▶ _INFORMATION GIVEN_
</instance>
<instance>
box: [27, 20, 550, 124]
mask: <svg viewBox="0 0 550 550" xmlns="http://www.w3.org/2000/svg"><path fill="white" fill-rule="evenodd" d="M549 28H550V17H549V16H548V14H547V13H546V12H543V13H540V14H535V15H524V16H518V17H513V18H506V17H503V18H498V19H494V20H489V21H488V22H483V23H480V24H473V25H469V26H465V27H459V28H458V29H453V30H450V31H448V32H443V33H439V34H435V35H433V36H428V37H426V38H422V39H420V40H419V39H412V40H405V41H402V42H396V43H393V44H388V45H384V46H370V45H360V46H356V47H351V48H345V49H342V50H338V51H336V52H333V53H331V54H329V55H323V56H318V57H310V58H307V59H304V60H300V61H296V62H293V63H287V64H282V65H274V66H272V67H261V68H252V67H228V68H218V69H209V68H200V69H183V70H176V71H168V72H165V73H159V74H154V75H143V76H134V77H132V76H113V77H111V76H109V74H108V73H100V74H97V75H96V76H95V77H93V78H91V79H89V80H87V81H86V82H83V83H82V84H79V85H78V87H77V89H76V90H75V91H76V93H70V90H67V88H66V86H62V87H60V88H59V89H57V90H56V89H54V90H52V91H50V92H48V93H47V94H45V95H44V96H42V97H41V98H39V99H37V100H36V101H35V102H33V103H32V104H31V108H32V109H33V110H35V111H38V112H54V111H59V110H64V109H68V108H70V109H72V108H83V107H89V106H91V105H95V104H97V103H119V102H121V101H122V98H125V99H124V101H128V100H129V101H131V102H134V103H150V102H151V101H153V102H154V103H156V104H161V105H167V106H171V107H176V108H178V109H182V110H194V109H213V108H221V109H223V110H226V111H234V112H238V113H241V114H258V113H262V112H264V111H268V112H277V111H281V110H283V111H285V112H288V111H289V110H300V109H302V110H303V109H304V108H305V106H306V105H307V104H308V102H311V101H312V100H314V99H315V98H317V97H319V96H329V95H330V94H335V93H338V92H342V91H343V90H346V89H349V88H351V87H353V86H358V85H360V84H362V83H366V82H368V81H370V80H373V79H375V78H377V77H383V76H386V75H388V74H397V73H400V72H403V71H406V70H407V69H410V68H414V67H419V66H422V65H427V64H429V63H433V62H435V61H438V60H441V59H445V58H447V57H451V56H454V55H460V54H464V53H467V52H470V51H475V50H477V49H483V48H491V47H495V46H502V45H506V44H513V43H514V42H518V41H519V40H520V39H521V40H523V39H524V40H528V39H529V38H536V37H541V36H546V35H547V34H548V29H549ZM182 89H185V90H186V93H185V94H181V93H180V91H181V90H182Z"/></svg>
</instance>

▶ _INSTRUCTIONS FOR THE TASK_
Using the exact wording, transcribe all the records above.

▶ _SOLUTION TO THE EXERCISE_
</instance>
<instance>
box: [27, 20, 550, 124]
mask: <svg viewBox="0 0 550 550" xmlns="http://www.w3.org/2000/svg"><path fill="white" fill-rule="evenodd" d="M549 28H550V17H549V16H548V14H547V13H546V12H543V13H540V14H535V15H524V16H518V17H513V18H506V17H503V18H498V19H494V20H489V21H488V22H483V23H480V24H473V25H469V26H465V27H459V28H458V29H453V30H450V31H448V32H443V33H439V34H435V35H433V36H428V37H426V38H422V39H420V40H419V39H412V40H405V41H402V42H396V43H393V44H388V45H384V46H370V45H360V46H356V47H351V48H345V49H342V50H338V51H336V52H333V53H331V54H329V55H323V56H318V57H310V58H307V59H304V60H300V61H296V62H293V63H287V64H282V65H274V66H272V67H261V68H252V67H228V68H218V69H209V68H200V69H183V70H176V71H168V72H165V73H159V74H154V75H143V76H134V77H132V76H113V77H111V76H109V74H108V73H100V74H97V75H96V76H95V77H93V78H91V79H89V80H87V81H86V82H83V83H82V84H79V85H78V87H77V89H76V90H75V91H76V93H70V90H67V88H66V86H62V87H60V88H59V89H57V90H56V89H54V90H52V91H50V92H48V93H47V94H45V95H44V96H42V97H41V98H39V99H37V100H36V101H35V102H33V103H32V104H31V108H32V109H33V110H35V111H38V112H54V111H59V110H64V109H68V108H70V109H72V108H83V107H89V106H91V105H95V104H97V103H119V102H121V101H122V98H125V99H124V101H128V100H129V101H131V102H134V103H150V102H151V101H153V102H154V103H156V104H161V105H167V106H171V107H176V108H178V109H182V110H194V109H213V108H221V109H223V110H226V111H234V112H238V113H241V114H258V113H262V112H264V111H268V112H277V111H281V110H283V111H285V112H288V111H289V110H300V109H302V110H303V109H304V108H305V106H306V105H307V104H308V102H311V101H312V100H314V99H315V98H317V97H319V96H329V95H330V94H335V93H338V92H342V91H343V90H346V89H349V88H351V87H353V86H358V85H360V84H362V83H366V82H368V81H370V80H373V79H375V78H377V77H383V76H386V75H388V74H397V73H400V72H403V71H406V70H407V69H410V68H414V67H419V66H422V65H427V64H429V63H433V62H435V61H438V60H441V59H445V58H447V57H451V56H454V55H460V54H464V53H467V52H470V51H475V50H477V49H483V48H491V47H495V46H502V45H506V44H513V43H514V42H518V41H519V40H520V39H521V40H523V39H524V40H528V39H529V38H536V37H541V36H546V35H547V34H548V29H549ZM182 89H185V90H186V93H185V94H181V93H180V91H181V90H182Z"/></svg>
</instance>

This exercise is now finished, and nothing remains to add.